Referring expression data:
=== Section Start ===

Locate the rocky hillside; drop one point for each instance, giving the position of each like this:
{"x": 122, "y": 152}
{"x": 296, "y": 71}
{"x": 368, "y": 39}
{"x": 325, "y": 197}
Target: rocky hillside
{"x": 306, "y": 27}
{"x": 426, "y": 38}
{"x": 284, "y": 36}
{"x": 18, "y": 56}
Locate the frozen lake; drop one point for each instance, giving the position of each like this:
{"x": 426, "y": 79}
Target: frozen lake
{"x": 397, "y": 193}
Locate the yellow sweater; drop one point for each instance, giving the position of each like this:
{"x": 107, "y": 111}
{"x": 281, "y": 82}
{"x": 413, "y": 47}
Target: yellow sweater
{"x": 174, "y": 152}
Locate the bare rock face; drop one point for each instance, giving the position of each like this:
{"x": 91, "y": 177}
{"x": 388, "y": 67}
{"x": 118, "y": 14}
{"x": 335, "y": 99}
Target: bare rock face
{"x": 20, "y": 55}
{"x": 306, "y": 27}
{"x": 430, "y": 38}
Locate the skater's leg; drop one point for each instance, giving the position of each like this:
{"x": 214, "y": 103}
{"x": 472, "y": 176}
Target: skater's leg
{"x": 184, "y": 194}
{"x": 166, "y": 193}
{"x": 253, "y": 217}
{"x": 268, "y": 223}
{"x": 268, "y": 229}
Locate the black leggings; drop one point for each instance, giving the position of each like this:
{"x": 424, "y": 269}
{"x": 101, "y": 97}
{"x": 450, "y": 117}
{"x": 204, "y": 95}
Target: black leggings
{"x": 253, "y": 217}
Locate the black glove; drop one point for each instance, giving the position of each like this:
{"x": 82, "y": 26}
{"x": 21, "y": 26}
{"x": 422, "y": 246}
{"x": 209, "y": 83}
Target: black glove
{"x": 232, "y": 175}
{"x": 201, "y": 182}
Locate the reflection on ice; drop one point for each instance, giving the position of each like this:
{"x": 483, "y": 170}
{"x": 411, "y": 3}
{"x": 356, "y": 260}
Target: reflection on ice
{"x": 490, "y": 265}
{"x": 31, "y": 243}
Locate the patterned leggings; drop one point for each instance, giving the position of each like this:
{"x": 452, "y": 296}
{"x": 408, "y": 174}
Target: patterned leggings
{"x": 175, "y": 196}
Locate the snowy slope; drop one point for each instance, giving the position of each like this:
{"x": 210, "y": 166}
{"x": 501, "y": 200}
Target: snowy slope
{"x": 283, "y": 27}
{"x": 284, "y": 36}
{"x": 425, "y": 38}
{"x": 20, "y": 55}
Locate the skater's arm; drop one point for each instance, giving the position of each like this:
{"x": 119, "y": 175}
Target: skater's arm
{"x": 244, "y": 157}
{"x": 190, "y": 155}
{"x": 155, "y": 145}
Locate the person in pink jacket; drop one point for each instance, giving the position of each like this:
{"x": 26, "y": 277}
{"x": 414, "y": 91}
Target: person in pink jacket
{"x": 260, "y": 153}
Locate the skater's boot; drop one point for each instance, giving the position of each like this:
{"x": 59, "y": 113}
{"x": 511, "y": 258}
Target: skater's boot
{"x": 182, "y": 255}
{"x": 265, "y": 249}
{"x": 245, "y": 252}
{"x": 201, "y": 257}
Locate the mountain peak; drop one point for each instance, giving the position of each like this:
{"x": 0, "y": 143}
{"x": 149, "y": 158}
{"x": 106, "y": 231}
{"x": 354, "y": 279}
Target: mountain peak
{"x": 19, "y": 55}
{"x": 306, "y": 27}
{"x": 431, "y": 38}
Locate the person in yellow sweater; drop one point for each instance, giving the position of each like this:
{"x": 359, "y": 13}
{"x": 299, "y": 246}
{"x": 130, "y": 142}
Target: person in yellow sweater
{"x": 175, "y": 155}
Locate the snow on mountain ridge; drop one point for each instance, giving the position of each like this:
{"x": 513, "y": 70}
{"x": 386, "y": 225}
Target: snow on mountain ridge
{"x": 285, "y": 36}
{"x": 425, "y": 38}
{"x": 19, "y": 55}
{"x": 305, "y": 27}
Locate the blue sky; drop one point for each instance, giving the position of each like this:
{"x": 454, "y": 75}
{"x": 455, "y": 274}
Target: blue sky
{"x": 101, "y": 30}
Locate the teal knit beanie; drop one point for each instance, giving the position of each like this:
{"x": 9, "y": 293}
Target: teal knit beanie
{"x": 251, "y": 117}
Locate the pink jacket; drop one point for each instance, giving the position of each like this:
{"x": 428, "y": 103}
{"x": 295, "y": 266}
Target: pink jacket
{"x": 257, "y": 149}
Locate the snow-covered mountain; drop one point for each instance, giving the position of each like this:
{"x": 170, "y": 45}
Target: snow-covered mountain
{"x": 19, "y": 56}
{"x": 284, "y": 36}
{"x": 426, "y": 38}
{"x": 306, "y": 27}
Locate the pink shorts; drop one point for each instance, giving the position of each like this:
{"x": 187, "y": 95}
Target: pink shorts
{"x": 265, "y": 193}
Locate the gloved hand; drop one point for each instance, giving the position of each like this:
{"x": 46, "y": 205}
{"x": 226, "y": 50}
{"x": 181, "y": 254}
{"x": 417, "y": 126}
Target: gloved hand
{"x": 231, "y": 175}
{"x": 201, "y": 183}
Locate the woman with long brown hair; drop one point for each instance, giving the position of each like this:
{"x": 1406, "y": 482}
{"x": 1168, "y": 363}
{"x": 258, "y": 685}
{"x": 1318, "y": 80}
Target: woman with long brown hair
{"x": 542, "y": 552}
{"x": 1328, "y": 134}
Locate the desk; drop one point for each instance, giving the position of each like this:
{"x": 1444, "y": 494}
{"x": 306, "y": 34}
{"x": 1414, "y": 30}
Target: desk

=== Section End ===

To do:
Transcribe the data above in its entirety, exactly.

Reply:
Locate the rocky hillside; drop one point for each instance, giving the position of each like this:
{"x": 122, "y": 152}
{"x": 296, "y": 71}
{"x": 368, "y": 39}
{"x": 325, "y": 197}
Target: rocky hillside
{"x": 306, "y": 27}
{"x": 426, "y": 38}
{"x": 284, "y": 36}
{"x": 18, "y": 56}
Locate the frozen lake; drop one point for each instance, giving the position of each like this:
{"x": 426, "y": 79}
Target: frozen lake
{"x": 397, "y": 193}
Locate the yellow sweater; drop one point for each instance, giving the position of each like this:
{"x": 107, "y": 111}
{"x": 281, "y": 82}
{"x": 413, "y": 47}
Target: yellow sweater
{"x": 174, "y": 152}
Locate the bare rock face; drop one point for each instance, giving the position of each like this:
{"x": 91, "y": 177}
{"x": 388, "y": 67}
{"x": 118, "y": 14}
{"x": 335, "y": 99}
Target: bare rock face
{"x": 20, "y": 55}
{"x": 306, "y": 27}
{"x": 430, "y": 38}
Locate the skater's leg; drop one point for each instance, giving the position of each like this:
{"x": 214, "y": 103}
{"x": 472, "y": 176}
Target: skater's leg
{"x": 184, "y": 194}
{"x": 166, "y": 193}
{"x": 253, "y": 217}
{"x": 268, "y": 223}
{"x": 268, "y": 229}
Locate the black leggings; drop one point for each instance, giving the position of each like this:
{"x": 424, "y": 269}
{"x": 101, "y": 97}
{"x": 450, "y": 117}
{"x": 204, "y": 95}
Target: black leggings
{"x": 253, "y": 217}
Locate the black glove; drop one point for each instance, giving the position of each like this:
{"x": 82, "y": 26}
{"x": 21, "y": 26}
{"x": 422, "y": 246}
{"x": 209, "y": 83}
Target: black glove
{"x": 232, "y": 175}
{"x": 201, "y": 182}
Locate the reflection on ice; drop one point for each instance, giving the position of each like this:
{"x": 483, "y": 170}
{"x": 411, "y": 3}
{"x": 356, "y": 260}
Target: reflection on ice
{"x": 490, "y": 265}
{"x": 31, "y": 243}
Locate the patterned leggings; drop one point for each instance, giving the position of each like this:
{"x": 452, "y": 296}
{"x": 408, "y": 174}
Target: patterned leggings
{"x": 175, "y": 196}
Locate the snowy slope; drop one point for each instance, giving the position of each like this:
{"x": 210, "y": 166}
{"x": 501, "y": 200}
Target: snowy slope
{"x": 283, "y": 27}
{"x": 284, "y": 36}
{"x": 425, "y": 38}
{"x": 20, "y": 55}
Locate the skater's arm; drop one point for each instance, giving the position of each like this:
{"x": 119, "y": 175}
Target: skater's arm
{"x": 244, "y": 157}
{"x": 190, "y": 155}
{"x": 155, "y": 145}
Locate the person in pink jacket; drop one point for each instance, giving the position of each like this:
{"x": 26, "y": 277}
{"x": 414, "y": 91}
Target: person in pink jacket
{"x": 260, "y": 153}
Locate the skater's boot; drop one point for each instance, giving the position of each like this:
{"x": 59, "y": 113}
{"x": 511, "y": 258}
Target: skater's boot
{"x": 182, "y": 255}
{"x": 265, "y": 249}
{"x": 245, "y": 252}
{"x": 201, "y": 257}
Locate the mountain peak; drop one point for each instance, giving the position of each like this:
{"x": 0, "y": 143}
{"x": 149, "y": 158}
{"x": 106, "y": 231}
{"x": 354, "y": 279}
Target: mountain peak
{"x": 19, "y": 55}
{"x": 306, "y": 27}
{"x": 431, "y": 38}
Locate the person in yellow sweater; drop one point for each instance, giving the position of each like this:
{"x": 359, "y": 13}
{"x": 299, "y": 246}
{"x": 130, "y": 142}
Target: person in yellow sweater
{"x": 175, "y": 155}
Locate the snow on mountain ridge; drop one point for each instance, giving the position of each like this:
{"x": 513, "y": 70}
{"x": 386, "y": 225}
Target: snow on mountain ridge
{"x": 285, "y": 36}
{"x": 425, "y": 38}
{"x": 19, "y": 55}
{"x": 305, "y": 27}
Locate the blue sky; drop one point for each instance, giving the position of each like this:
{"x": 454, "y": 75}
{"x": 455, "y": 274}
Target: blue sky
{"x": 101, "y": 30}
Locate the teal knit beanie; drop one point for each instance, giving the position of each like this:
{"x": 9, "y": 293}
Target: teal knit beanie
{"x": 251, "y": 117}
Locate the pink jacket; drop one point for each instance, giving the position of each like this:
{"x": 428, "y": 103}
{"x": 295, "y": 266}
Target: pink jacket
{"x": 257, "y": 149}
Locate the snow-covered mountain; drop one point for each instance, giving the position of each like this:
{"x": 170, "y": 45}
Target: snow-covered mountain
{"x": 19, "y": 56}
{"x": 284, "y": 36}
{"x": 426, "y": 38}
{"x": 306, "y": 27}
Locate the pink shorts; drop one point for each instance, giving the position of each like this:
{"x": 187, "y": 95}
Target: pink shorts
{"x": 265, "y": 193}
Locate the gloved hand; drop one point for each instance, giving the position of each like this:
{"x": 46, "y": 205}
{"x": 226, "y": 50}
{"x": 181, "y": 254}
{"x": 417, "y": 126}
Target: gloved hand
{"x": 231, "y": 175}
{"x": 201, "y": 183}
Locate the woman with long brown hair; drop one point for each instance, giving the position of each like this:
{"x": 1406, "y": 482}
{"x": 1168, "y": 363}
{"x": 258, "y": 685}
{"x": 1318, "y": 80}
Target: woman with long brown hair
{"x": 542, "y": 552}
{"x": 1328, "y": 134}
Locate the desk; drop one point for each instance, giving the position of each like this:
{"x": 1444, "y": 494}
{"x": 306, "y": 34}
{"x": 1414, "y": 30}
Target: desk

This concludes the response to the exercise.